==== PASSAGE ====

2. How do export controls work?

Items (instruments, software, materials information) may be export controlled either under the Export Administration Regulations’ (EAR) Commerce Control List (CCL dual use items) or as defense items under the International Traffic in Arms Regulations (ITAR) U.S. Munitions List (USML defense items).

  • Dual use items (civil by design but could inherently have a defense capability) that are controlled under the CCL are designated with Export Control Commodity Numbers (ECCNs), for example 6A002.a(1). If an item has no ECCN control, it is classified as EAR99.
  • ITAR USML Items (those specially designed or modified for defense purposes) are designated by Roman numeral Categories I-XXII and further delineated through various alphabetized sub parts (for example, Category VIII(a)). ITAR items are the most critical concern, because the State Department tightly restricts foreign national access to an ITAR item, regardless of whether or not there is an intention to use the item or an understanding of how to use it. This can include visual access in the laboratory environment. EAR restrictions on the other hand, are “use-based” restrictions: access to and use of the item is generally not at issue, absent certain other activities (e.g. installation, repair, maintenance, etc., and/or exposure to a vendor’s proprietary export control design information).

====

**ACTIONS TO TAKE**
**a.** Using the passage on export controls, decide whether each statement agrees with it and support each yes or no with the deciding words from the passage, quoted exactly. (i) An item without an ECCN control is classified as EAR99. (ii) ITAR USML items are designated by Arabic numeral categories. (iii) EAR restrictions are described as use-based.
**b.** List every abbreviation that the passage on export controls spells out in full, and give each expansion.

==== RAW DATA ====

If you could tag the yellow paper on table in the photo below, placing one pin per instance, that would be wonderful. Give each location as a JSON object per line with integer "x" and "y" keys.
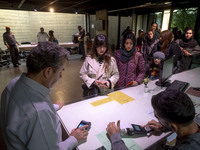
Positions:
{"x": 120, "y": 97}
{"x": 101, "y": 101}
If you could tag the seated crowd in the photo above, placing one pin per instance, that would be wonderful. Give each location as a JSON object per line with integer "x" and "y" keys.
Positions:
{"x": 29, "y": 120}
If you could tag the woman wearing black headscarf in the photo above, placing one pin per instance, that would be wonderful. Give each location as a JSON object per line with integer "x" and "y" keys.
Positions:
{"x": 130, "y": 63}
{"x": 148, "y": 45}
{"x": 189, "y": 47}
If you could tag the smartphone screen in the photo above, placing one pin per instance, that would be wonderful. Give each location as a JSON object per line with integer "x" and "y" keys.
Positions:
{"x": 137, "y": 128}
{"x": 80, "y": 125}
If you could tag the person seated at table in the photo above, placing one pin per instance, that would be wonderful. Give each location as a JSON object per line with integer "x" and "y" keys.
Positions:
{"x": 140, "y": 39}
{"x": 175, "y": 111}
{"x": 188, "y": 45}
{"x": 156, "y": 31}
{"x": 28, "y": 118}
{"x": 52, "y": 37}
{"x": 170, "y": 48}
{"x": 154, "y": 67}
{"x": 42, "y": 36}
{"x": 131, "y": 64}
{"x": 148, "y": 45}
{"x": 99, "y": 70}
{"x": 87, "y": 43}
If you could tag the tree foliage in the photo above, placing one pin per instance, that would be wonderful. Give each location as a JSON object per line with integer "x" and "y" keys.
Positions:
{"x": 183, "y": 18}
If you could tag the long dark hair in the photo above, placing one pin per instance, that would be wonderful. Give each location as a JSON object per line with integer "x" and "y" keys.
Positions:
{"x": 101, "y": 40}
{"x": 167, "y": 37}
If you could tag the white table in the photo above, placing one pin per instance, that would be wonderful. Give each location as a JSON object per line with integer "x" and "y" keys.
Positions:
{"x": 31, "y": 46}
{"x": 138, "y": 111}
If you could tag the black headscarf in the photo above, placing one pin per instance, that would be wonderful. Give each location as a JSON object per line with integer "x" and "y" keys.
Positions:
{"x": 188, "y": 43}
{"x": 124, "y": 54}
{"x": 150, "y": 41}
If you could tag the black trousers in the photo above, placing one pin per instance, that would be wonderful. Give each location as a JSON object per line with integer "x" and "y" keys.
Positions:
{"x": 14, "y": 54}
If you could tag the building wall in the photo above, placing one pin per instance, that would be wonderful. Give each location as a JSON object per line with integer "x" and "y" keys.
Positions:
{"x": 26, "y": 24}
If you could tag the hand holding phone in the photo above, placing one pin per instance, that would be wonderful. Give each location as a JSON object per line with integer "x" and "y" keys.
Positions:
{"x": 83, "y": 123}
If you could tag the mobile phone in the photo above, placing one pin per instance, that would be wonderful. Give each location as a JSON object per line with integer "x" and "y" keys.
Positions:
{"x": 82, "y": 123}
{"x": 141, "y": 130}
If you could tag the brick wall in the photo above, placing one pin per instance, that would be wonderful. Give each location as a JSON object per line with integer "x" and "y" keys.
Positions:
{"x": 26, "y": 24}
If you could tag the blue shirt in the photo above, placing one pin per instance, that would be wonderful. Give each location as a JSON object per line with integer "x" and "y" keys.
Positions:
{"x": 29, "y": 120}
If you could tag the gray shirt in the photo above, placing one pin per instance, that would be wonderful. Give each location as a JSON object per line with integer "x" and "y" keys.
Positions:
{"x": 9, "y": 38}
{"x": 28, "y": 118}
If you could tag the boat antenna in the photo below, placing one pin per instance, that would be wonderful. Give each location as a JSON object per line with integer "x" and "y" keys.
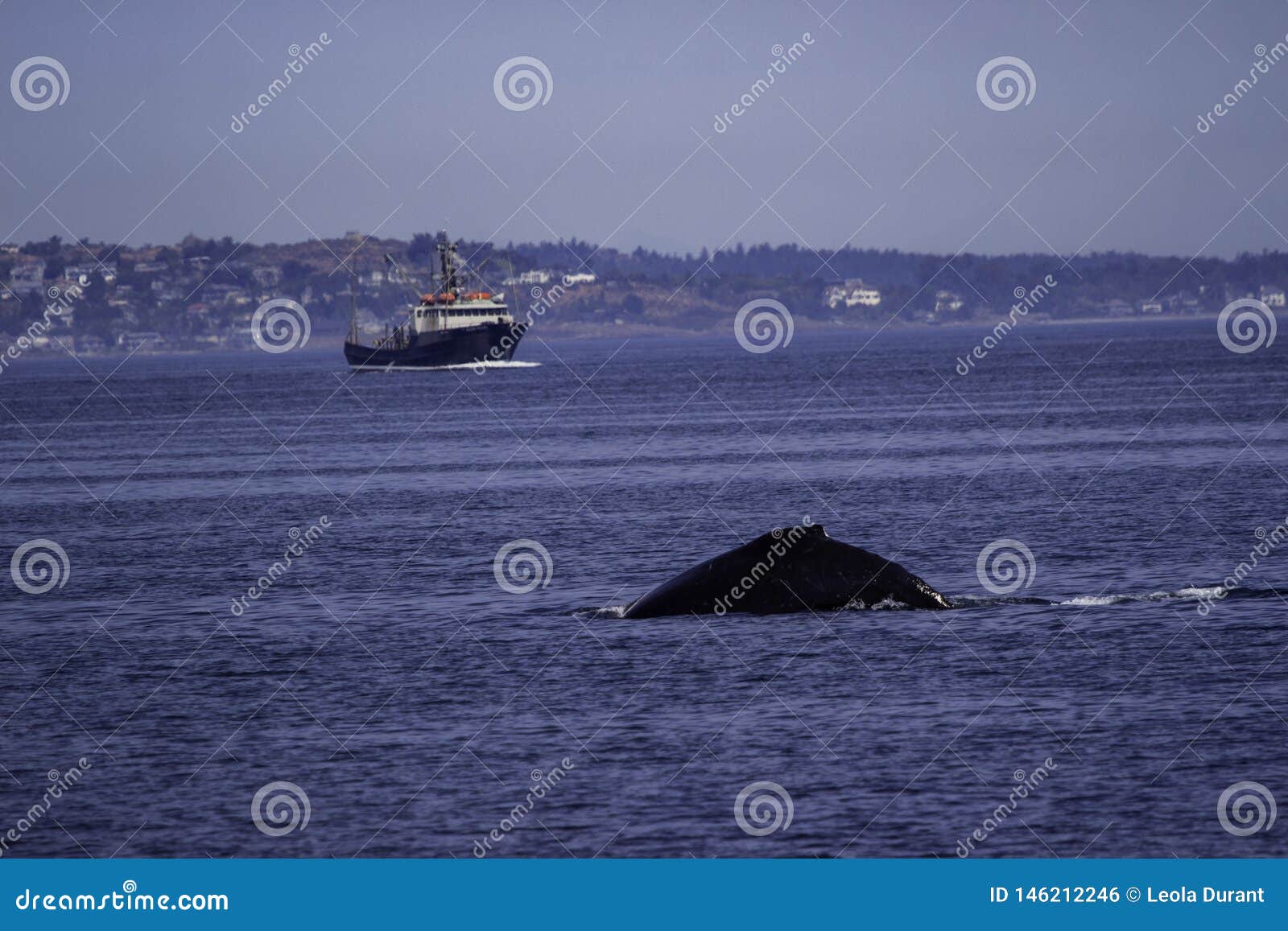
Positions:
{"x": 353, "y": 308}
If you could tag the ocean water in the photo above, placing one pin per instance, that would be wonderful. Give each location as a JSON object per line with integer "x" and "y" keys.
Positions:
{"x": 416, "y": 705}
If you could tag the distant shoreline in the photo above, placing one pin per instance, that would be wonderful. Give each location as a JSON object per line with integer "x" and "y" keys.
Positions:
{"x": 808, "y": 326}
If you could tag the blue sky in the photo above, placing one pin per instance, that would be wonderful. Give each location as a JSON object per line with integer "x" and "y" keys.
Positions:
{"x": 873, "y": 137}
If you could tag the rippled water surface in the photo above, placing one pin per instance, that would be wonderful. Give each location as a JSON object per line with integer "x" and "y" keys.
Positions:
{"x": 412, "y": 699}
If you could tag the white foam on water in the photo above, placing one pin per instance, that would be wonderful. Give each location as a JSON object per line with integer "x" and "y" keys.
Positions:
{"x": 1188, "y": 594}
{"x": 448, "y": 369}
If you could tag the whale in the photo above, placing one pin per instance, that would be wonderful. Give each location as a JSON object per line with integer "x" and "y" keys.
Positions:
{"x": 787, "y": 571}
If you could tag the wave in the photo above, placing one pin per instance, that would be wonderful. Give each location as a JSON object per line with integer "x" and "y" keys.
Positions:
{"x": 1208, "y": 594}
{"x": 497, "y": 364}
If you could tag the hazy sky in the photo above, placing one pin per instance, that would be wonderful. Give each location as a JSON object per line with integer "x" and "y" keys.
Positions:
{"x": 875, "y": 135}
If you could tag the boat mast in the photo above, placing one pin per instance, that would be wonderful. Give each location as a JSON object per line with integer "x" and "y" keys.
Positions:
{"x": 353, "y": 309}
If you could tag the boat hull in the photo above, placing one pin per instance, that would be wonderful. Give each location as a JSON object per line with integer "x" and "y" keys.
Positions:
{"x": 456, "y": 347}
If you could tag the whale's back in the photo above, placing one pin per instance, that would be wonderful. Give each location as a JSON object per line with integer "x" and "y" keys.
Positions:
{"x": 786, "y": 571}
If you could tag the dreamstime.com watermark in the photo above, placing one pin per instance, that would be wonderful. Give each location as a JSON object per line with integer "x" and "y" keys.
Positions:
{"x": 1246, "y": 325}
{"x": 299, "y": 60}
{"x": 60, "y": 783}
{"x": 302, "y": 541}
{"x": 1005, "y": 83}
{"x": 39, "y": 83}
{"x": 40, "y": 564}
{"x": 1265, "y": 58}
{"x": 763, "y": 326}
{"x": 1006, "y": 566}
{"x": 782, "y": 58}
{"x": 1246, "y": 809}
{"x": 129, "y": 899}
{"x": 783, "y": 541}
{"x": 280, "y": 325}
{"x": 1026, "y": 785}
{"x": 543, "y": 783}
{"x": 1024, "y": 302}
{"x": 1269, "y": 542}
{"x": 522, "y": 566}
{"x": 763, "y": 808}
{"x": 61, "y": 302}
{"x": 280, "y": 808}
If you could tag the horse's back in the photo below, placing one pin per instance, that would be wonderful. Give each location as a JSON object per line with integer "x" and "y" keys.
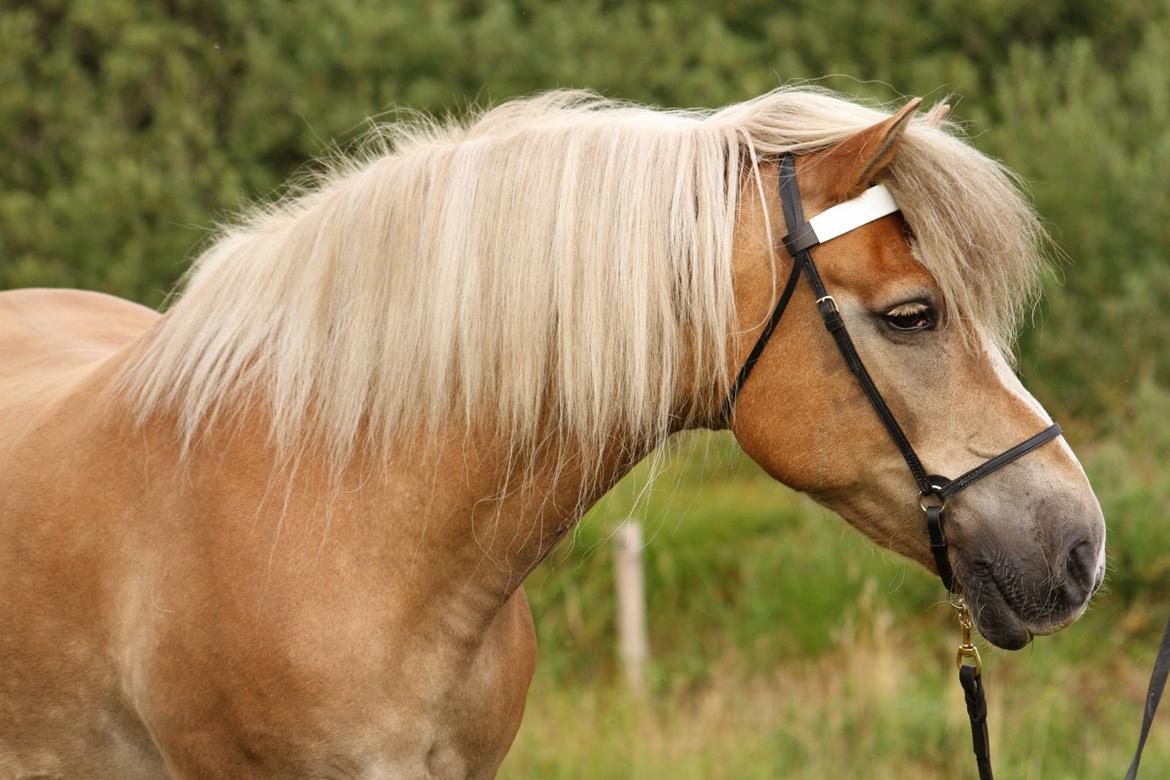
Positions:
{"x": 50, "y": 336}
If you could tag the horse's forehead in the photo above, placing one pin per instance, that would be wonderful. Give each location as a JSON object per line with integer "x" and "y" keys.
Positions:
{"x": 874, "y": 260}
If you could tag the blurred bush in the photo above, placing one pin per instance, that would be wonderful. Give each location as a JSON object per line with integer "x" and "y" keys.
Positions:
{"x": 128, "y": 129}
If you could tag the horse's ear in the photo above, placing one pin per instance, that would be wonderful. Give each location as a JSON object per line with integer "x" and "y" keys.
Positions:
{"x": 851, "y": 166}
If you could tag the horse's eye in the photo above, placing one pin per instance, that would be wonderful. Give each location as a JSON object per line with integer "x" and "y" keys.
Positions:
{"x": 910, "y": 317}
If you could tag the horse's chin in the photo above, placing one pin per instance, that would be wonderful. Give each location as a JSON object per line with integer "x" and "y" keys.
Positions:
{"x": 997, "y": 621}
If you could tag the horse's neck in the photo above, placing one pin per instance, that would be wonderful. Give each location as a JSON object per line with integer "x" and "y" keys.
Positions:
{"x": 453, "y": 524}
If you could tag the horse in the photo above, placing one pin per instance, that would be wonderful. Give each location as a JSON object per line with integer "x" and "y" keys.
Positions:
{"x": 282, "y": 529}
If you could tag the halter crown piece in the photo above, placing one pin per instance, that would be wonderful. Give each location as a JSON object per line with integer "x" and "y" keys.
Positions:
{"x": 934, "y": 490}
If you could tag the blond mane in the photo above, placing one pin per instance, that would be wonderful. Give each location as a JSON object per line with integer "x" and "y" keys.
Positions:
{"x": 557, "y": 261}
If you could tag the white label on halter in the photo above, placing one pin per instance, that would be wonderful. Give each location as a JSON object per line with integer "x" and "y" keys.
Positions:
{"x": 871, "y": 205}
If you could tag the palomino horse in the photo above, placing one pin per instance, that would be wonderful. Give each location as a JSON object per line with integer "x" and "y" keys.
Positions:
{"x": 281, "y": 530}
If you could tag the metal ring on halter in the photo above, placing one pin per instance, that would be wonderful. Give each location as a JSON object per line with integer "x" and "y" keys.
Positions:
{"x": 935, "y": 490}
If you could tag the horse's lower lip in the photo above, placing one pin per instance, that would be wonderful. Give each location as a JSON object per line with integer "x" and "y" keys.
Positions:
{"x": 996, "y": 619}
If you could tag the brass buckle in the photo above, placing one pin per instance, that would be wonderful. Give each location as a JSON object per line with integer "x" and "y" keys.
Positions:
{"x": 967, "y": 654}
{"x": 832, "y": 303}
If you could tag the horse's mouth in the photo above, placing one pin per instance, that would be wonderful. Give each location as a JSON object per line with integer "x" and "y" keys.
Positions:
{"x": 995, "y": 618}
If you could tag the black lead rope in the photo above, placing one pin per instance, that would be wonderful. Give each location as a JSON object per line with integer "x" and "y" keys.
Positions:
{"x": 1153, "y": 697}
{"x": 934, "y": 490}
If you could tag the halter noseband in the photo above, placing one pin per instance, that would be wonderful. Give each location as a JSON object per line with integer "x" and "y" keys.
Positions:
{"x": 803, "y": 235}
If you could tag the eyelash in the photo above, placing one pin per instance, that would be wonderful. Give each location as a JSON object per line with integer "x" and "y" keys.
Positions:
{"x": 912, "y": 317}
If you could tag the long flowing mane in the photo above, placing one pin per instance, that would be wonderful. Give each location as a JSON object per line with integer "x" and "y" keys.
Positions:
{"x": 562, "y": 257}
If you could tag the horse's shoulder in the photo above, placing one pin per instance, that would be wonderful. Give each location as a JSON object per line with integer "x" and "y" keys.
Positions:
{"x": 49, "y": 339}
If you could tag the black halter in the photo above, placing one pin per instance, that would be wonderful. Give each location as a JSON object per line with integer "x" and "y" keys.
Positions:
{"x": 934, "y": 490}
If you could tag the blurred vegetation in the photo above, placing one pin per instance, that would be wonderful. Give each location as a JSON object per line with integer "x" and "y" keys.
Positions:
{"x": 128, "y": 129}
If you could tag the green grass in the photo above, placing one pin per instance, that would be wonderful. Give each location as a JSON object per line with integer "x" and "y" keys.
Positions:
{"x": 785, "y": 644}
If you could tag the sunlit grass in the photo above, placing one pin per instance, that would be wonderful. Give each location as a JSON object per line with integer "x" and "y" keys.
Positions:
{"x": 785, "y": 644}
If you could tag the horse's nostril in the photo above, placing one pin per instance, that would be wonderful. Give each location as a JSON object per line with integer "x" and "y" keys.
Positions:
{"x": 1080, "y": 570}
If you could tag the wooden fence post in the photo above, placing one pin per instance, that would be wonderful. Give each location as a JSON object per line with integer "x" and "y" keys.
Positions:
{"x": 633, "y": 644}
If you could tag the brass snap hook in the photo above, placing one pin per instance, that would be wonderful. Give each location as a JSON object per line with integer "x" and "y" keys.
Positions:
{"x": 967, "y": 654}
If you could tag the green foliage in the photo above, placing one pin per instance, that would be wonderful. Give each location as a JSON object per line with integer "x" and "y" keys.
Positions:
{"x": 130, "y": 129}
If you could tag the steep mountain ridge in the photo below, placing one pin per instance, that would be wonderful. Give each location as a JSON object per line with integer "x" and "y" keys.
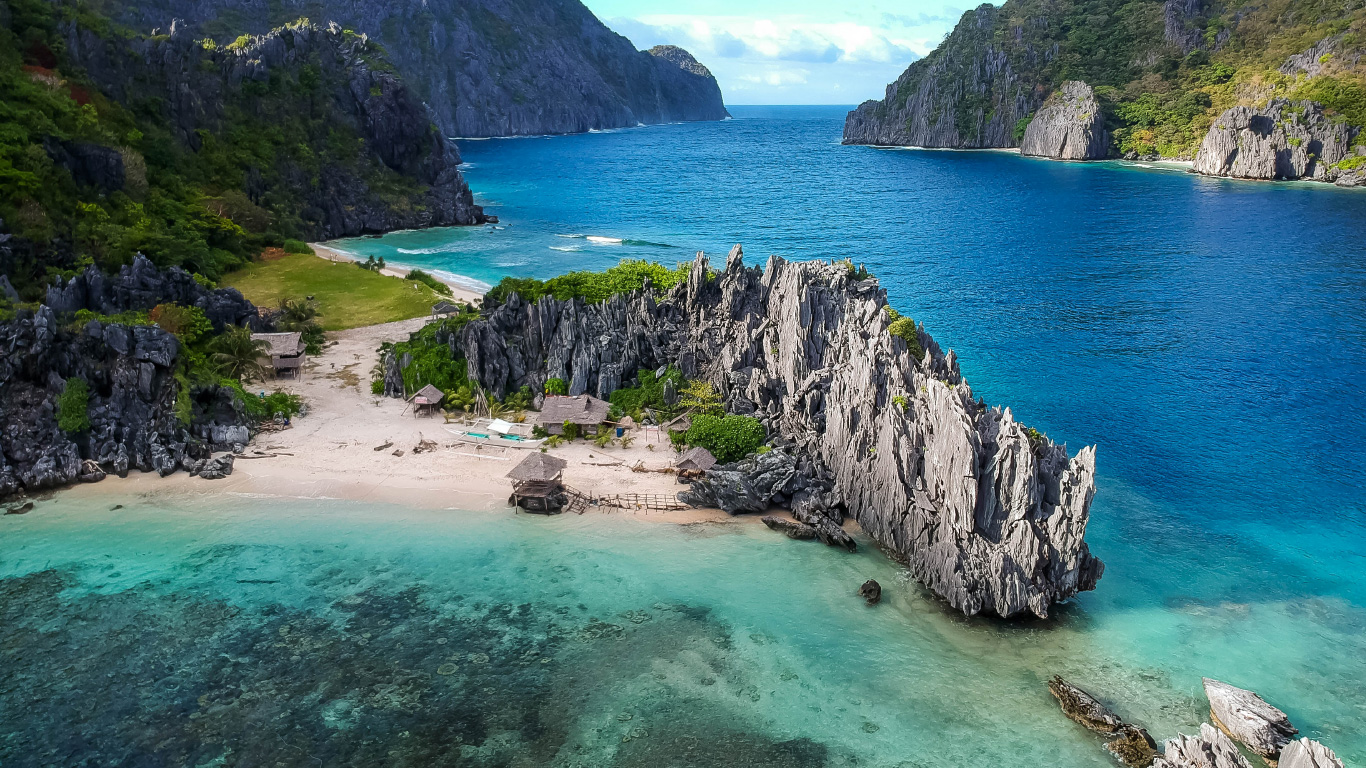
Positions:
{"x": 486, "y": 67}
{"x": 988, "y": 514}
{"x": 1161, "y": 71}
{"x": 198, "y": 155}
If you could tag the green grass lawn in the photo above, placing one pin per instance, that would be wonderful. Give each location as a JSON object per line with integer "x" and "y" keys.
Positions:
{"x": 347, "y": 295}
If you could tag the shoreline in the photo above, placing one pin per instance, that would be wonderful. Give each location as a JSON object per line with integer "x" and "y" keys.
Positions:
{"x": 461, "y": 291}
{"x": 331, "y": 453}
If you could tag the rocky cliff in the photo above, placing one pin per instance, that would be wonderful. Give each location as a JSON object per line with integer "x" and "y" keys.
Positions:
{"x": 299, "y": 79}
{"x": 1161, "y": 71}
{"x": 135, "y": 418}
{"x": 966, "y": 93}
{"x": 488, "y": 67}
{"x": 1284, "y": 140}
{"x": 985, "y": 513}
{"x": 1068, "y": 126}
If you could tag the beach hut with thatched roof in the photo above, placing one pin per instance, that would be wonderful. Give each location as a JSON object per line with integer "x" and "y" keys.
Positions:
{"x": 537, "y": 484}
{"x": 428, "y": 398}
{"x": 695, "y": 459}
{"x": 583, "y": 410}
{"x": 286, "y": 351}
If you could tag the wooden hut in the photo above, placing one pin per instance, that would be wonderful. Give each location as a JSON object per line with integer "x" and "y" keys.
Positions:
{"x": 537, "y": 484}
{"x": 428, "y": 398}
{"x": 583, "y": 410}
{"x": 286, "y": 351}
{"x": 445, "y": 309}
{"x": 693, "y": 463}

====

**FULL ANSWERS**
**a.**
(i) Yes: "If an item has no ECCN control, it is classified as EAR99."
(ii) No: "designated by Roman numeral Categories I-XXII"
(iii) Yes: "EAR restrictions on the other hand, are “use-based” restrictions"

**b.**
EAR: Export Administration Regulations
CCL: Commerce Control List
ITAR: International Traffic in Arms Regulations
USML: U.S. Munitions List
ECCNs: Export Control Commodity Numbers